- _Task prompt_
Collect every line of the listing below that contains the string "drawer". Case counts.

- _Exercise input_
----
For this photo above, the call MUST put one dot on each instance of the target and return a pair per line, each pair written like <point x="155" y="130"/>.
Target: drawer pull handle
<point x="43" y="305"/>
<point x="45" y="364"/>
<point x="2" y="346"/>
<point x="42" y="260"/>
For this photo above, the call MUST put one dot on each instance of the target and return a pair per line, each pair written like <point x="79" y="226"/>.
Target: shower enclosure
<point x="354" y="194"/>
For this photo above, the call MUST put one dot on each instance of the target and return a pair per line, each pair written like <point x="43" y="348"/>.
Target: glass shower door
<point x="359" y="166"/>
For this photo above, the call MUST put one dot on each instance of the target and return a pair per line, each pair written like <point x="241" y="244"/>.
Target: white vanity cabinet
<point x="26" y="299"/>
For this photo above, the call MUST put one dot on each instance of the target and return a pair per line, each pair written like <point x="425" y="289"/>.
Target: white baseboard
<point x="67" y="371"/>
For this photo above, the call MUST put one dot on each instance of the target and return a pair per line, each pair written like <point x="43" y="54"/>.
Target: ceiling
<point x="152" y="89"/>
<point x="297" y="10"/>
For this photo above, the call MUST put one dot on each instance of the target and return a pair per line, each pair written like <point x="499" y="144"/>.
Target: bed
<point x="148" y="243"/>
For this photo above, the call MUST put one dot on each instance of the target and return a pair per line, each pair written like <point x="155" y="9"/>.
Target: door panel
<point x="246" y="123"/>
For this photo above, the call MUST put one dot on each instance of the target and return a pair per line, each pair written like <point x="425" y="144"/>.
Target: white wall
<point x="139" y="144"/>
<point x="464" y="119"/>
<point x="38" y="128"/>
----
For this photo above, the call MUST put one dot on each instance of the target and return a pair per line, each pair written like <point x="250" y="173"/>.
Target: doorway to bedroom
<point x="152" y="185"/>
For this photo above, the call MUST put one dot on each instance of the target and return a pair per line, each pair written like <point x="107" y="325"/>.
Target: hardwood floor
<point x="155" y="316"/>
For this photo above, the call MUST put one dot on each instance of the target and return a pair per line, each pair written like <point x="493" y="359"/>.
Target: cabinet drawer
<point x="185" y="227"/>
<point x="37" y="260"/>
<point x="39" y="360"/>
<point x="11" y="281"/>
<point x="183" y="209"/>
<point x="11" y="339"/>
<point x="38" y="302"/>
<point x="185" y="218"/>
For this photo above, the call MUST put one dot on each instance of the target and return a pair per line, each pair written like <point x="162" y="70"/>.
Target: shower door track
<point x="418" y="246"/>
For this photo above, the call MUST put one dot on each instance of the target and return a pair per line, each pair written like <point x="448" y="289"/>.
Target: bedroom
----
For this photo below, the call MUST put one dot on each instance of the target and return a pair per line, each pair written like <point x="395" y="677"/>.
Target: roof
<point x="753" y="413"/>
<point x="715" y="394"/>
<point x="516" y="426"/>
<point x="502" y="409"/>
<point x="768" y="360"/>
----
- _Answer to the exercise_
Target: drawer pull handle
Target: cabinet drawer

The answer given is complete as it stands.